* Problem
For every entry that follows, return an identical copy.

* Data to use
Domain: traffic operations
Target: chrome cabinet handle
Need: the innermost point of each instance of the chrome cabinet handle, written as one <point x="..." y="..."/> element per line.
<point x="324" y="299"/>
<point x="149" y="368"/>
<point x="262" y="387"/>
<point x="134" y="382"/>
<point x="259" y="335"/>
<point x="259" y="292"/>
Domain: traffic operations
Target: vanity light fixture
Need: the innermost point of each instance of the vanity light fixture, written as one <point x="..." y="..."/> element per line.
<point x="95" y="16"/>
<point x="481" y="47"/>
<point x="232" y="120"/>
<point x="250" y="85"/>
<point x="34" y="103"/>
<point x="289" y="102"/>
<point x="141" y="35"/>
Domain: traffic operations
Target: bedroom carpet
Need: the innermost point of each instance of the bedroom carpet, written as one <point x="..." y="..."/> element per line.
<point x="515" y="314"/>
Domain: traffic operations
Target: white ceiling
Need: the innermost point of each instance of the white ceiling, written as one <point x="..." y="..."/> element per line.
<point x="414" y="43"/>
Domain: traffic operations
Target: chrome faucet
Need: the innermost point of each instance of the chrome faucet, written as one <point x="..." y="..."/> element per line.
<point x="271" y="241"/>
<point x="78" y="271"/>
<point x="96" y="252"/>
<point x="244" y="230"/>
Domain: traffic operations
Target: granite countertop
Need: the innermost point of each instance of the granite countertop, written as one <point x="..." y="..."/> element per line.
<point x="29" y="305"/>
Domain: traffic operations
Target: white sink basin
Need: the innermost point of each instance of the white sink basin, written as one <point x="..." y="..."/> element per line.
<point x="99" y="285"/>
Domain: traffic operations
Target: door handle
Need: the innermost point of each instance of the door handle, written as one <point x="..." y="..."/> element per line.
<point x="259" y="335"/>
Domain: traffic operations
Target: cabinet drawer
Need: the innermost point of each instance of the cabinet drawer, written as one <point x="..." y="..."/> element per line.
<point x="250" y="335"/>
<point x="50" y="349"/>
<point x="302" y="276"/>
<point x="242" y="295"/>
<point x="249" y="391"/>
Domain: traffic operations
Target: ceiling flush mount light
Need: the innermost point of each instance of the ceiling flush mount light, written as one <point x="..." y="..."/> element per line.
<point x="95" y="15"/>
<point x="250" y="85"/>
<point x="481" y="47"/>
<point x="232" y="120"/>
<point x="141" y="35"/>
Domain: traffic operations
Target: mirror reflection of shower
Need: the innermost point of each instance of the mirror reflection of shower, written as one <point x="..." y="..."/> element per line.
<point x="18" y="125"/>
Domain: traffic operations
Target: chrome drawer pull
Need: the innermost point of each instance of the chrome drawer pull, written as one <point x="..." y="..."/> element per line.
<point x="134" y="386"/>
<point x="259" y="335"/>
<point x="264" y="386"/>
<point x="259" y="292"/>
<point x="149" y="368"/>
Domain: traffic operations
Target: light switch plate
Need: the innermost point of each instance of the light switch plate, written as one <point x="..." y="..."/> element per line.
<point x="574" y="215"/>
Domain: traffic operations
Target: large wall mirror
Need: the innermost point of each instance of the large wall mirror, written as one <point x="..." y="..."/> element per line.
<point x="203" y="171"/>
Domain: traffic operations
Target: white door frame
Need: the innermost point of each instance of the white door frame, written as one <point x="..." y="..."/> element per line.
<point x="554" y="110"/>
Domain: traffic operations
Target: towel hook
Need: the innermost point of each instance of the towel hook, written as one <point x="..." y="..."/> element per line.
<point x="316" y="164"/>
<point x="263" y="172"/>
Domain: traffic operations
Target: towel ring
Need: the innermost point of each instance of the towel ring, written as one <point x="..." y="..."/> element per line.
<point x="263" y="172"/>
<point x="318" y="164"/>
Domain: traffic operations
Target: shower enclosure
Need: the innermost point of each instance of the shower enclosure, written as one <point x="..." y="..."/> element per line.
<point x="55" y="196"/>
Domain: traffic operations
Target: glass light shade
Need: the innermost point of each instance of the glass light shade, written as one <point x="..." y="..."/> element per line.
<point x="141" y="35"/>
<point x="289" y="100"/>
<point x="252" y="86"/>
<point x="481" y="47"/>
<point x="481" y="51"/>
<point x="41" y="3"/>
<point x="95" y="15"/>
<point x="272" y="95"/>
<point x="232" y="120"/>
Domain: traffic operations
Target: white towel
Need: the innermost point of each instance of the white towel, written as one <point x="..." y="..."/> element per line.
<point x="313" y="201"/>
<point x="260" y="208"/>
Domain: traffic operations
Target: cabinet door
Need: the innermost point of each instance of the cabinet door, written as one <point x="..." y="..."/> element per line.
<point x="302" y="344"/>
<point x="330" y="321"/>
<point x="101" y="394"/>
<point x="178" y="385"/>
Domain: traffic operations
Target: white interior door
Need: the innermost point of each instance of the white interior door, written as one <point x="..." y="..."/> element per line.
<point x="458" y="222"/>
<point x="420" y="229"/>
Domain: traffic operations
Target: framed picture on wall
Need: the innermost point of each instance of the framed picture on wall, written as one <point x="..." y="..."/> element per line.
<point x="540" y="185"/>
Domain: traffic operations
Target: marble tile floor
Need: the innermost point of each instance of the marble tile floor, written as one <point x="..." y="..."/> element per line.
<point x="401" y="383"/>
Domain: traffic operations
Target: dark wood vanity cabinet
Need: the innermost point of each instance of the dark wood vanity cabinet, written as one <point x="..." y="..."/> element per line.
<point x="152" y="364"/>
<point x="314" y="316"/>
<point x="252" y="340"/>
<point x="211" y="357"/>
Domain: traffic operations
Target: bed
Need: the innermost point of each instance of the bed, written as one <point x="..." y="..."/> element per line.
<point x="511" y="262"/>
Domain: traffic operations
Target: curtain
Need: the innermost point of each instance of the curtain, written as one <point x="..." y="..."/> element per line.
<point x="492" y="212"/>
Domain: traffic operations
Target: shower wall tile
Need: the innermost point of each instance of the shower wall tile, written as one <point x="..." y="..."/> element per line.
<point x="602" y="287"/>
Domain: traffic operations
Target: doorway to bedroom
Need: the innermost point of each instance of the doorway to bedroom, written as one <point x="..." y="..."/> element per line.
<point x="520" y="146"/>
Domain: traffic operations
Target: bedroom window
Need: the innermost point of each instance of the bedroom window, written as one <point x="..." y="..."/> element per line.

* Solved exercise
Domain: traffic operations
Target: chrome cabinet handle
Need: the innermost point of each instance of the chrome cabinet handle, written as one <point x="..." y="..."/> element per line.
<point x="324" y="299"/>
<point x="149" y="368"/>
<point x="262" y="387"/>
<point x="134" y="382"/>
<point x="259" y="335"/>
<point x="259" y="292"/>
Domain: traffic operations
Target: vanity light fixture
Need: the innermost point of each instance of the vanity light fixture, written as one <point x="..." y="..."/> element per line.
<point x="95" y="16"/>
<point x="481" y="47"/>
<point x="232" y="120"/>
<point x="250" y="85"/>
<point x="34" y="103"/>
<point x="289" y="102"/>
<point x="141" y="35"/>
Domain: traffic operations
Target: bedroom carpet
Need: the innermost point of each instance of the bedroom carpet, written as one <point x="..." y="..."/> element per line.
<point x="515" y="314"/>
Domain: traffic operations
Target: white ceiling
Need: the innermost point of each instance of the white ceiling, written as one <point x="..." y="..."/> element per line.
<point x="414" y="43"/>
Domain: traffic operations
Target: chrome faucet
Need: the innermost point of each instance of the chrome faucet, written as one <point x="..." y="..."/> element per line.
<point x="271" y="241"/>
<point x="78" y="271"/>
<point x="96" y="252"/>
<point x="244" y="230"/>
Domain: traffic operations
Target: granite countertop
Need: the innermost point of each instance of the granite countertop, written as one <point x="..." y="..."/> element per line.
<point x="29" y="305"/>
Domain: traffic operations
Target: white sink basin
Need: the innermost point of each instance of the white sink basin, written as one <point x="..." y="..."/> element per line.
<point x="99" y="285"/>
Domain: traffic operations
Target: door handle
Need: the innermost point of each instance of the door handle, written as one <point x="..." y="..."/> element per line.
<point x="259" y="335"/>
Domain: traffic operations
Target: cabinet drawer
Need: the innermost point of each instance of the cabinet drawer, written as one <point x="..." y="..."/> element per line.
<point x="250" y="335"/>
<point x="50" y="349"/>
<point x="302" y="276"/>
<point x="242" y="295"/>
<point x="249" y="391"/>
Domain: traffic operations
Target: ceiling flush mount light
Need: the innermost point of each instance of the ceiling flush mount light, written as one <point x="..." y="..."/> element per line.
<point x="95" y="15"/>
<point x="250" y="85"/>
<point x="481" y="47"/>
<point x="232" y="120"/>
<point x="141" y="35"/>
Domain: traffic operations
Target: mirror reflection of shower
Need: the innermost point of each instance of the mirror reflection of shower, written as one <point x="..." y="..."/> element per line.
<point x="18" y="125"/>
Domain: traffic operations
Target: chrome drawer pull
Need: the innermost point of each instance of the chrome drawer pull, written as one <point x="..." y="..."/> element per line.
<point x="134" y="386"/>
<point x="259" y="335"/>
<point x="264" y="386"/>
<point x="259" y="292"/>
<point x="149" y="368"/>
Domain: traffic operations
Target: light switch plate
Need: the innermost point of each instance of the light switch plate, written as one <point x="..." y="..."/> element per line.
<point x="574" y="215"/>
Domain: traffic operations
Target: large wall mirror
Need: the innermost point of each instance of the large wall mirror, written as one <point x="..." y="..."/> element per line.
<point x="203" y="171"/>
Domain: traffic operations
Target: white door frame
Need: the innermost point of each instance of the white door frame, written as one <point x="..." y="..."/> element per line.
<point x="554" y="110"/>
Domain: traffic operations
Target: towel hook
Need: the innermost point of each instance of the towel hook, written as one <point x="..." y="..."/> element per line.
<point x="316" y="164"/>
<point x="263" y="172"/>
Domain: traffic operations
Target: towel ring
Need: the innermost point of each instance of the towel ring, written as one <point x="..." y="..."/> element per line.
<point x="263" y="172"/>
<point x="318" y="164"/>
Domain: traffic operations
Target: shower enclosure
Need: the innermost point of each instance of the shower enclosure, written as one <point x="..." y="..."/> element per line.
<point x="55" y="196"/>
Domain: traffic operations
Target: glass light shade
Need: the innermost point of each instance of the glass light shade, written as one <point x="..." y="..."/> element per line.
<point x="141" y="35"/>
<point x="289" y="100"/>
<point x="252" y="86"/>
<point x="481" y="47"/>
<point x="481" y="51"/>
<point x="41" y="3"/>
<point x="95" y="15"/>
<point x="272" y="95"/>
<point x="232" y="120"/>
Domain: traffic operations
Target: white towel
Need: the innermost point of each instance of the white towel, written as one <point x="..." y="..."/> element per line.
<point x="313" y="201"/>
<point x="260" y="208"/>
Domain: traffic operations
Target: cabinet door
Need: the innermost point of each instance of the cabinet door, written as one <point x="..." y="..."/> element per line.
<point x="302" y="344"/>
<point x="330" y="321"/>
<point x="101" y="394"/>
<point x="178" y="385"/>
Domain: traffic operations
Target: white interior door
Need: the innermost point of each instance of the white interior door, written as one <point x="..." y="..."/> element per line.
<point x="458" y="222"/>
<point x="420" y="229"/>
Domain: traffic operations
Target: framed picture on wall
Need: the innermost point of each instance of the framed picture on wall, written as one <point x="..." y="..."/> element per line.
<point x="540" y="185"/>
Domain: traffic operations
Target: marble tile floor
Need: the innermost point of each instance of the marble tile floor, written as one <point x="..." y="..."/> element per line.
<point x="401" y="383"/>
Domain: traffic operations
Target: dark wood vanity cabinet
Need: the innermost point of each instance of the dark wood vanity cabinet, written as one <point x="..." y="..."/> element per line.
<point x="152" y="364"/>
<point x="314" y="316"/>
<point x="252" y="340"/>
<point x="211" y="357"/>
Domain: traffic operations
Target: bed
Need: the innermost point of each instance of the bed, written as one <point x="..." y="..."/> element per line.
<point x="511" y="262"/>
Domain: traffic operations
Target: curtain
Need: the innermost point of each instance of the curtain, written as one <point x="..." y="..."/> element per line.
<point x="492" y="212"/>
Domain: traffic operations
Target: shower wall tile
Need: the innermost point of each instance of the shower wall tile, written as one <point x="..." y="..."/> element per line.
<point x="602" y="287"/>
Domain: traffic operations
Target: doorway to bedroom
Need: the innermost point of each instance of the doorway to bedroom, written as one <point x="..." y="..."/> element per line.
<point x="520" y="146"/>
Domain: traffic operations
Target: bedroom window
Need: the innermost point of each instance of the bedroom window, written as one <point x="..." y="..."/> element per line.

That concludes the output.